*** Data for review ***

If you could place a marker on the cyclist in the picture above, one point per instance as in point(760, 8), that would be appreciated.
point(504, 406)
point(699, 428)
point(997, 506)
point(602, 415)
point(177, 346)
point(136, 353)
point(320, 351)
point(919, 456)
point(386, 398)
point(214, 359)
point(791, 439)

***

**Task to carry out**
Your task is to transcribe the material exactly.

**Answer space**
If you could place a marker on the cyclist in the picture above, one point per instance as in point(760, 8), that would be appreciated.
point(504, 406)
point(699, 428)
point(997, 506)
point(602, 415)
point(177, 346)
point(136, 353)
point(320, 351)
point(919, 456)
point(386, 398)
point(214, 359)
point(791, 439)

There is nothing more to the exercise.